Problem requirements
Each entry here needs to be given again exactly.

Dataset records
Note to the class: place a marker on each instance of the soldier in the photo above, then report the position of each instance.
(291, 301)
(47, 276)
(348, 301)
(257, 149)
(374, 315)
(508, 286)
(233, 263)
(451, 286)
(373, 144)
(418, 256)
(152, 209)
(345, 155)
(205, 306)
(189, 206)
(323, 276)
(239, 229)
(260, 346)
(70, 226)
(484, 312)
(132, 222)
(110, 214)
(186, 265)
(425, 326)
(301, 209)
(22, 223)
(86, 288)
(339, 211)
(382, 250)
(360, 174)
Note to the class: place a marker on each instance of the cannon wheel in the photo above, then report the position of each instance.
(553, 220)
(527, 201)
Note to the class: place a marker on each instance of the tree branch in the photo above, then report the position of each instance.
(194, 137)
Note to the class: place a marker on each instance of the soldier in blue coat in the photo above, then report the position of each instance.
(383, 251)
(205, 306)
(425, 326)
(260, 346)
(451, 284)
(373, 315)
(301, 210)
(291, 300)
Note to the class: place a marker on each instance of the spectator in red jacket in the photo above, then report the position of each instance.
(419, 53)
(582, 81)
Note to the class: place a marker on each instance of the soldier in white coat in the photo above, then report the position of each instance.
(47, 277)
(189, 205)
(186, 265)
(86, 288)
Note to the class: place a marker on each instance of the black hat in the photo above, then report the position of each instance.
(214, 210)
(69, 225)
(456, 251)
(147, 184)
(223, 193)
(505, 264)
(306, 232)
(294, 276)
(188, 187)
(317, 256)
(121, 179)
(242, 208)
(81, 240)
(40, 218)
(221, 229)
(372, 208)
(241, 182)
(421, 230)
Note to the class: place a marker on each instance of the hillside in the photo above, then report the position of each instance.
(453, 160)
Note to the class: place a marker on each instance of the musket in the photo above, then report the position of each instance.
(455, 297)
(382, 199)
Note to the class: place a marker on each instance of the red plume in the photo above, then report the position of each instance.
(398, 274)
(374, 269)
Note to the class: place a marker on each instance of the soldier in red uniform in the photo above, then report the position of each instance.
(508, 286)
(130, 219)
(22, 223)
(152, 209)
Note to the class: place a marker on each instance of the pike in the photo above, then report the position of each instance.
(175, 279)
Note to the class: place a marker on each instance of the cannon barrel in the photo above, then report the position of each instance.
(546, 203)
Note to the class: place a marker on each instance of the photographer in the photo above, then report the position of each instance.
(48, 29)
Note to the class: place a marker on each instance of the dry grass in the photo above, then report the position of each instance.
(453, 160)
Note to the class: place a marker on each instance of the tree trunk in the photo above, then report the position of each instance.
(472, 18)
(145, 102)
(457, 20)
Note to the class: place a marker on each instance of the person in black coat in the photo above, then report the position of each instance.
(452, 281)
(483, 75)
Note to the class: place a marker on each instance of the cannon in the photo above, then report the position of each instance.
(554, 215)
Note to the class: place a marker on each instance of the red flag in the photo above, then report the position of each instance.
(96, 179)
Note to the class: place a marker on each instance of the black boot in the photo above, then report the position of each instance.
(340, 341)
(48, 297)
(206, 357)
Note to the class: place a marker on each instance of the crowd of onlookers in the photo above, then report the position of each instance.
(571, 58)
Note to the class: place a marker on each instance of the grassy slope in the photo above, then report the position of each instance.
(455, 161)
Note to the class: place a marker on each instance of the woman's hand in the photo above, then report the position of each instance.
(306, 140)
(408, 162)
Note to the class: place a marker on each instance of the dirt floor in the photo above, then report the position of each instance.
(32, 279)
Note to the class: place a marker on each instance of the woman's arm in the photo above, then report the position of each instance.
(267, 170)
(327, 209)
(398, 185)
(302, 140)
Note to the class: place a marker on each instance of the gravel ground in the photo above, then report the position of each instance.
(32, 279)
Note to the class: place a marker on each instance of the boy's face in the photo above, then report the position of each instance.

Answer to this problem
Note to the class: place a marker on each instance of the soldier in the photo above, then report the position of each instance.
(291, 301)
(47, 276)
(348, 301)
(257, 149)
(374, 315)
(508, 286)
(233, 263)
(451, 286)
(373, 144)
(418, 256)
(152, 209)
(345, 155)
(205, 306)
(189, 206)
(323, 276)
(239, 229)
(260, 346)
(70, 226)
(484, 312)
(132, 222)
(110, 214)
(186, 265)
(425, 326)
(301, 209)
(22, 223)
(86, 288)
(339, 211)
(382, 250)
(360, 174)
Note to the class: place a marker on each instance of the cannon wheel in the photo above, then report the position of each instance.
(553, 220)
(527, 201)
Note to the class: place a marker on each instance of the tree branch in the photo above, then report the position of each instance.
(194, 137)
Note to the class: place a marker on each instance of the soldier in blue coat in the photo above, then report the position of each instance.
(383, 251)
(205, 306)
(425, 326)
(260, 346)
(451, 284)
(373, 315)
(301, 210)
(291, 300)
Note to the class: place a marker on each instance of the spectator in red jacket in the photo above, then report the position of each instance.
(419, 53)
(582, 81)
Note to the class: place a marker on each instance of the soldier in white coat in the photo above, then report the position of each instance.
(47, 277)
(189, 205)
(186, 265)
(86, 288)
Note to the class: place a marker on each instance of the black hat in the photo above, then report the position of each instance.
(214, 210)
(69, 225)
(456, 251)
(147, 184)
(223, 193)
(505, 264)
(306, 232)
(294, 276)
(188, 187)
(317, 256)
(121, 179)
(242, 208)
(81, 240)
(40, 218)
(221, 229)
(372, 208)
(241, 182)
(421, 230)
Note to the class: place a marker on each instance of the hillside in the photo above, then report the position of each instance.
(453, 160)
Note to the class: place a marker on each instance of the musket in the photo above, then report the position of each instance.
(455, 297)
(382, 199)
Note to the class: place a marker on each instance of the red plume in the photo above, then report the position of each instance.
(398, 274)
(374, 269)
Note to the class: place a marker on each instance of the soldier in red uniform in the photo above, then report the position of each instance.
(508, 286)
(130, 219)
(22, 223)
(152, 209)
Note to the class: place a marker on each instance of the pike in the photo above, then report the position of each instance.
(175, 279)
Note to the class: place a marker on each instance of the cannon barrel in the photo above, then report the position of each instance.
(546, 203)
Note to the class: place a marker on each instance of the photographer in the photo above, then report the position of each instance.
(48, 29)
Note to the class: place a marker on each instance of the dry grass in the photo above, then report the position of each instance.
(453, 160)
Note to the class: place a marker on each instance of the tree trunk in the photo above, then report the position of each instance.
(472, 18)
(145, 102)
(457, 20)
Note to the class: place a marker on each instance of the person in black coat in the photo above, then report the position of each instance.
(452, 281)
(483, 75)
Note to the class: place a marker on each instance of the cannon in the photo above, then report the position of each instance.
(554, 215)
Note to the class: place a marker on each instance of the red flag in the photo above, then report the position of each instance.
(96, 179)
Note to the class: place a marker on each instance of the black boot in the photo above, then report the position of each instance.
(340, 341)
(48, 297)
(206, 357)
Note to the class: place a marker on each instance of the crowd of onlookers in the photo above, then report the position of each instance.
(571, 58)
Note to the class: place a marker on each instance of the grassy slope in the photo above, then report the position of each instance.
(455, 161)
Note to the class: place a marker on each instance of the woman's hand in the photo above, then report the position of each instance.
(306, 140)
(408, 162)
Note to the class: place a marker on each instance of the dirt floor in the photo above, then report the position of each instance.
(32, 279)
Note to the class: place a marker on each instance of the woman's arm in the photo above, then report the position of each instance.
(267, 170)
(327, 209)
(398, 185)
(302, 140)
Note to the class: place a marker on each instance of the gravel ground in the photo above, then report the position of each instance.
(32, 279)
Note to the class: place a marker on each instance of the boy's face in the photo above, then report the position of each instance.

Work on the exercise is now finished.